Orlando Martínez

Personal information
- Full name: Orlando Martínez Romero
- Nationality: Cuba
- Born: 2 September 1944 Havana, Cuba
- Died: 22 September 2021 (aged 77) Havana, Cuba
- Height: 1.67 m (5 ft 6 in)
- Weight: 54 kg (119 lb)

Sport
- Sport: Boxing
- Weight class: Bantamweight

Medal record
Men's boxing
Representing Cuba
Olympic Games
| Gold medal – first place | 1972 Munich | Bantamweight |
Pan American Games
| Gold medal – first place | 1975 Mexico City | Bantamweight |
Central American and Caribbean Games
| Bronze medal – third place | 1974 Santo Domingo | -54 kg |

= Orlando Martínez =

Cuban boxer (1944–2021)

Orlando Martínez Romero (2 September 1944 – 22 September 2021) was a Cuban bantamweight boxer, who won the gold medal at the 1972 Summer Olympics. Three years later he captured the gold at the 1975 Pan American Games. Orlando was awarded a hotly disputed 3–2 split decision over Great Britain's George Turpin in the 1972 Munich Olympics semifinal before coasting to a comfortable points win over future professional world bantamweight champion Alfonso Zamora in the final to win the division's gold medal.
----------------
- Tasks to carry out:
#1 List every event in the medal record of the Orlando Martínez profile, giving the medal, year, and host city for each.
#2 Continue the Orlando Martínez profile, starting after its last sentence.
The listing that comes next has no connection to the Orlando Martínez profile.
----------------
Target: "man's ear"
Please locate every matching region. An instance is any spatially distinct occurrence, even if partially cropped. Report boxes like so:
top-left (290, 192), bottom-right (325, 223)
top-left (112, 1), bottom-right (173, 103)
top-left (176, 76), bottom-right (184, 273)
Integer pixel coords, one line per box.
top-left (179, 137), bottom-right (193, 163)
----------------
- Replies:
#1
- Olympic Games: gold medal, 1972, Munich
- Pan American Games: gold medal, 1975, Mexico City
- Central American and Caribbean Games: bronze medal, 1974, Santo Domingo

#2
==1968 Olympic results==
Below are the results of Orlando Martinez of Cuba, a boxer who competed in the flyweight division of the 1968 Mexico City Olympics:

- Round of 32: lost to Tibor Badari (Hungary) by decision, 1–4

==1972 Olympic results==
Below are the results of Orlando Martinez of Cuba, a boxer who competed in the bantamweight division of the 1972 Munich Olympics:

- Round of 64: bye
- Round of 32: Defeated Win Maung (Burma) by decision, 4–1
- Round of 16: Defeated Michael Dowling (Ireland) by decision, 3–2
- Quarterfinal: Defeated Ferry Moniaga (Indonesia) by decision, 5–0
- Semifinal: Defeated George Turpin (Great Britain) by decision, 3–2
- Final: Defeated Alfonso Zamora (Mexico) by decision, 5–0 (won gold medal)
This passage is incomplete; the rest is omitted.